> **HOW TO COMPLETE THIS TASK**
Print each entry again exactly as written, and keep the pictures out.

*** Opening of INFORMATION SUPPLIED ***

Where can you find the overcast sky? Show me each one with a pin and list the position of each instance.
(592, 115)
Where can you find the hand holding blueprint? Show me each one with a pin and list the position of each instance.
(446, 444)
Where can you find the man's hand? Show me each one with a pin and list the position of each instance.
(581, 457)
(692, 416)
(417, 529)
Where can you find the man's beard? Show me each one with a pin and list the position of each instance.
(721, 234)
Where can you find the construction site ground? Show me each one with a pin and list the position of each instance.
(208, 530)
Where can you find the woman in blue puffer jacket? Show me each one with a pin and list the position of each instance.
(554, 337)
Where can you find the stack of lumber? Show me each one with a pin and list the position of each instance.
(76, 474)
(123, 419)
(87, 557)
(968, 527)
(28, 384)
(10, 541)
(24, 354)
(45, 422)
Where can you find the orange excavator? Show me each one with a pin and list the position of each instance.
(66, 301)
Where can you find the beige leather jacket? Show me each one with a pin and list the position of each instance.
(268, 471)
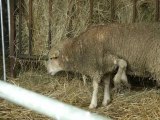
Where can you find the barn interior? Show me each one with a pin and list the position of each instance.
(68, 18)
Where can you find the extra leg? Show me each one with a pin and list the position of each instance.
(84, 77)
(93, 103)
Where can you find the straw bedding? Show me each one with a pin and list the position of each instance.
(140, 103)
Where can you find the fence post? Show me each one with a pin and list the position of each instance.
(157, 11)
(44, 105)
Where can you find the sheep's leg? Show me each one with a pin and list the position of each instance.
(117, 79)
(125, 80)
(106, 99)
(93, 103)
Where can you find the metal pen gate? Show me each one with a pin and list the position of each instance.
(30, 56)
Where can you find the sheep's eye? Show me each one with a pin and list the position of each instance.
(53, 58)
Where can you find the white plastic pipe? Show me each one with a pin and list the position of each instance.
(3, 47)
(9, 23)
(44, 105)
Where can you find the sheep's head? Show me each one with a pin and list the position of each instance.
(57, 58)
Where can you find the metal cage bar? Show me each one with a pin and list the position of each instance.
(91, 11)
(157, 10)
(112, 10)
(30, 26)
(49, 29)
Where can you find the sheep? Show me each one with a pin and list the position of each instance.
(87, 58)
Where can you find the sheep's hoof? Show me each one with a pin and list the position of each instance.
(91, 106)
(106, 102)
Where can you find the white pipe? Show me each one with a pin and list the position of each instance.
(44, 105)
(3, 46)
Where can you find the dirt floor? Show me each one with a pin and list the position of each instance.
(137, 104)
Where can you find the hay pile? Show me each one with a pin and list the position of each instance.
(63, 11)
(137, 104)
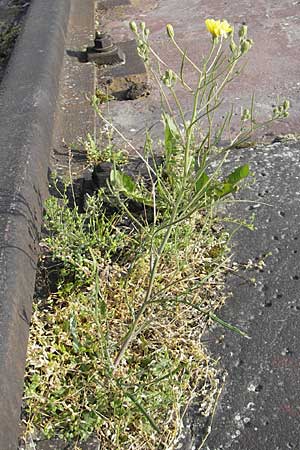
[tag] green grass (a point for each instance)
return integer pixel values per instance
(115, 349)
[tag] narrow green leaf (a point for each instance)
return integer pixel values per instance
(122, 181)
(238, 174)
(143, 411)
(202, 181)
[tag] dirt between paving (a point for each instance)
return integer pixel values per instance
(12, 13)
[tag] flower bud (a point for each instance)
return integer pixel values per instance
(133, 26)
(243, 31)
(246, 45)
(246, 115)
(170, 31)
(233, 46)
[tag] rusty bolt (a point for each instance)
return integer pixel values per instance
(103, 42)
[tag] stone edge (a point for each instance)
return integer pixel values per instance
(28, 96)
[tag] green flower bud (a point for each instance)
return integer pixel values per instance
(243, 31)
(246, 115)
(246, 45)
(133, 26)
(233, 46)
(170, 31)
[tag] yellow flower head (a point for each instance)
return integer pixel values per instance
(218, 28)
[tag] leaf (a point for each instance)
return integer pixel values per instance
(73, 331)
(143, 411)
(171, 135)
(228, 325)
(122, 181)
(202, 181)
(238, 174)
(224, 189)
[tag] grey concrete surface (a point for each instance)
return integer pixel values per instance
(260, 406)
(27, 103)
(271, 69)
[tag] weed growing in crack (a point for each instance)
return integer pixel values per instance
(116, 351)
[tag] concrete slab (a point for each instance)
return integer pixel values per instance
(28, 96)
(260, 405)
(259, 408)
(271, 71)
(74, 116)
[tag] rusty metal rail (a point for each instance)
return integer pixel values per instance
(28, 98)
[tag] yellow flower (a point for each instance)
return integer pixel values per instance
(218, 28)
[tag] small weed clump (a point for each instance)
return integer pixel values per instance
(116, 350)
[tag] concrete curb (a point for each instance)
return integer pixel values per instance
(27, 104)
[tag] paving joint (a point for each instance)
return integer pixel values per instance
(28, 97)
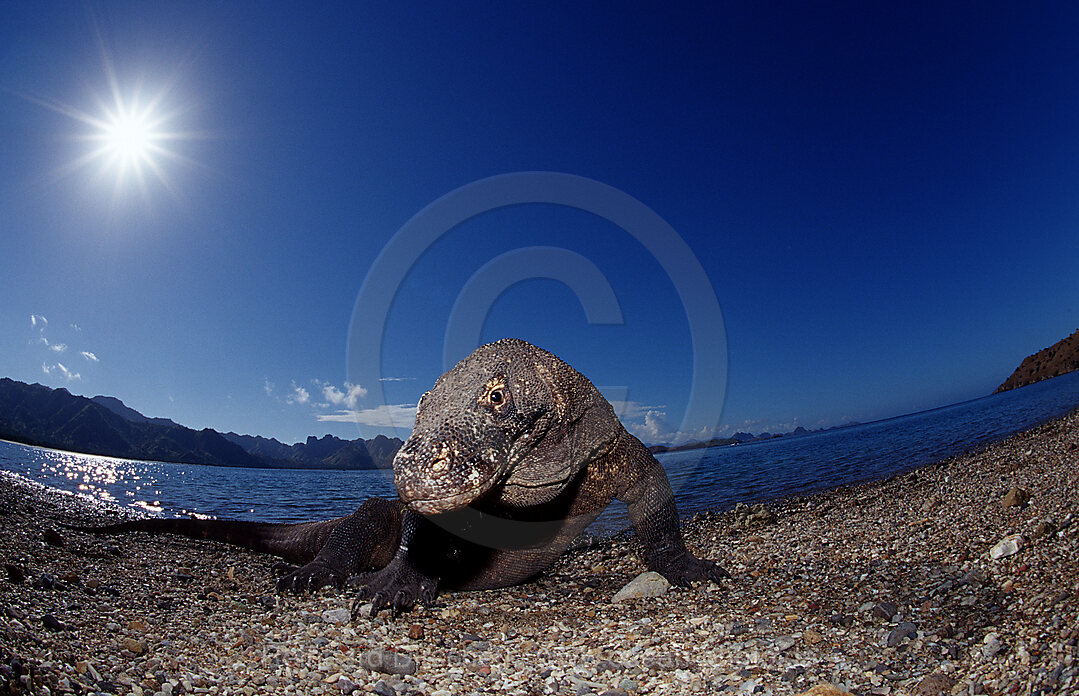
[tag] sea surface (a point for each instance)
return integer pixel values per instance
(713, 478)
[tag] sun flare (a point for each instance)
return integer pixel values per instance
(130, 138)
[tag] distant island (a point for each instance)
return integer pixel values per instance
(1059, 358)
(739, 438)
(37, 414)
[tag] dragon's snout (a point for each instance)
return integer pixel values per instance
(439, 475)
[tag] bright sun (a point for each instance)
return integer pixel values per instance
(130, 139)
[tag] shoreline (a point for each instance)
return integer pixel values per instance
(883, 587)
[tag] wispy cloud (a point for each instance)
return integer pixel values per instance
(299, 395)
(347, 397)
(386, 415)
(59, 367)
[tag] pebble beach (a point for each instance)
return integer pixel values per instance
(958, 577)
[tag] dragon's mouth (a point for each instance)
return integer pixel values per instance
(447, 503)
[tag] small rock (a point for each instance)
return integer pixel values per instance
(337, 616)
(647, 584)
(934, 685)
(1016, 497)
(53, 624)
(52, 536)
(1007, 546)
(901, 632)
(133, 645)
(383, 688)
(666, 663)
(886, 610)
(387, 662)
(783, 643)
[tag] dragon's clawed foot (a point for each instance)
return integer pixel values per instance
(310, 578)
(396, 587)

*** Close of INFORMATION SUPPLIED ***

> **ANSWER TO THIS PROBLEM**
Where can you find the overcast sky? Show me each one with a pin and list the position of each instance.
(592, 115)
Where can you find the hand holding blueprint? Show me each one with a pin and list the position of each instance.
(446, 444)
Where can you find the man's hand? Show me each one with a pin and list the position of each instance.
(581, 457)
(692, 416)
(417, 529)
Where can you find the man's beard? Show me each one with a pin and list the position of each instance.
(721, 234)
Where can you find the construction site ground? Show me each one with a pin and list the position of each instance.
(208, 530)
Where can you find the woman in blue puffer jacket? Show me each one with a pin and list the position of each instance.
(554, 337)
Where can you find the stack of lumber? Show me each one with a pin and list the position of each instance.
(76, 474)
(123, 419)
(87, 557)
(968, 527)
(28, 384)
(10, 541)
(24, 354)
(45, 422)
Where can you find the orange excavator? Show me each one with a pin and list the position of each instance.
(66, 301)
Where can you find the beige leather jacket? Show me each one with a pin and list the position of each instance.
(268, 471)
Where can you find the barn interior? Show me each one with a pin and list the position of each instance.
(68, 18)
Where can you find the extra leg? Show me each one with a pin and list the position of each instance.
(84, 77)
(93, 103)
Where can you find the straw bedding? Show me each one with a pin and list the position of each instance.
(140, 103)
Where can you find the fence post? Show me each one with a pin and list the position of each instance.
(157, 11)
(44, 105)
Where can you find the sheep's leg? Show me each one with a pin and list the position of each instance.
(117, 79)
(125, 80)
(106, 99)
(93, 103)
Where can you find the metal pen gate? Show me each one with a pin and list the position of each instance.
(30, 56)
Where can you find the sheep's eye? Show me each one with a pin and list the position of each instance.
(53, 58)
Where can you find the white plastic pipe? Show me each one with a pin and list the position of each instance.
(3, 47)
(9, 23)
(44, 105)
Where can you find the sheep's head? Show me each one with a pin and list the position of each instance.
(57, 58)
Where can you find the metal cage bar? Show me each one with a pin and list the position of each instance.
(91, 11)
(157, 10)
(112, 10)
(30, 26)
(49, 29)
Where can you find the sheep? Show me each one with a pin and list the position of each instance.
(87, 58)
Where can you find the sheep's hoof? Show me each one with a pin and list the position of each instance.
(91, 106)
(106, 102)
Where can you find the white pipe? Show me each one with a pin and list the position of each instance.
(44, 105)
(3, 46)
Where can you find the dirt floor? Show me each one with a pin and list the position of each instance.
(137, 104)
Where can you find the hay pile? Show me each one with a pin and list the position of each instance.
(63, 11)
(137, 104)
[tag] green grass (a point for each instance)
return integer pixel values per instance
(115, 349)
[tag] narrow green leaf (a point for each instance)
return integer pixel values per instance
(122, 181)
(238, 174)
(143, 411)
(202, 181)
[tag] dirt between paving (a point for each instance)
return integer pixel values per instance
(12, 13)
[tag] flower bud (a point for each instance)
return integer pixel values per instance
(133, 26)
(243, 31)
(246, 45)
(246, 115)
(170, 31)
(233, 46)
[tag] rusty bolt (a point for each instance)
return integer pixel values per instance
(103, 42)
[tag] stone edge (a point for each instance)
return integer pixel values per instance
(28, 96)
[tag] green flower bud (a point for each instance)
return integer pixel values per instance
(243, 31)
(246, 115)
(246, 45)
(133, 26)
(233, 46)
(170, 31)
[tag] yellow flower head (a point for each instance)
return integer pixel values per instance
(218, 28)
[tag] leaf (a point for each instance)
return integer pixel values per instance
(73, 331)
(143, 411)
(171, 135)
(228, 325)
(122, 181)
(202, 181)
(238, 174)
(224, 189)
[tag] grey concrete surface (a point for each instance)
return integer pixel values per instance
(260, 406)
(27, 103)
(271, 69)
[tag] weed growing in crack (a point for each instance)
return integer pixel values per instance
(116, 351)
[tag] concrete slab (a point for each instance)
return integer pixel values per instance
(28, 96)
(260, 405)
(259, 408)
(271, 71)
(74, 116)
[tag] rusty metal rail (a point for each instance)
return integer pixel values per instance
(28, 98)
[tag] yellow flower (a point for each instance)
return integer pixel values per instance
(218, 28)
[tag] small weed clump (a point for each instance)
return integer pixel values per instance
(116, 350)
[tag] concrete curb (a point for each instance)
return integer pixel values per instance
(27, 104)
[tag] paving joint (a point for each instance)
return integer pixel values per instance
(28, 97)
[tag] sea surface (a point for each instance)
return integer pixel values per instance
(713, 478)
[tag] sun flare (a point for each instance)
return integer pixel values per instance
(130, 138)
[tag] distant island (a point for each instance)
return integer pixel values per instance
(1059, 358)
(739, 438)
(37, 414)
[tag] dragon's snout (a point for each instance)
return integer pixel values per instance
(439, 475)
[tag] bright sun (a point for each instance)
return integer pixel values per instance
(130, 139)
[tag] shoreline (a point for each instance)
return integer pixel values per instance
(883, 587)
[tag] wispy cloud (a point for each instance)
return integer pixel values per instance
(299, 395)
(347, 397)
(386, 415)
(59, 367)
[tag] pebble beach (a point for each instance)
return integer pixel values per instance
(958, 577)
[tag] dragon's mouth (a point for each instance)
return integer pixel values per instance
(447, 503)
[tag] small rock (a point for each instance)
return integer pixel values per instance
(337, 616)
(647, 584)
(934, 685)
(1016, 497)
(53, 624)
(52, 536)
(1007, 546)
(901, 632)
(133, 645)
(383, 688)
(666, 663)
(886, 610)
(387, 662)
(783, 643)
[tag] dragon's clawed foot (a point for each instance)
return integer pixel values per instance
(310, 578)
(396, 587)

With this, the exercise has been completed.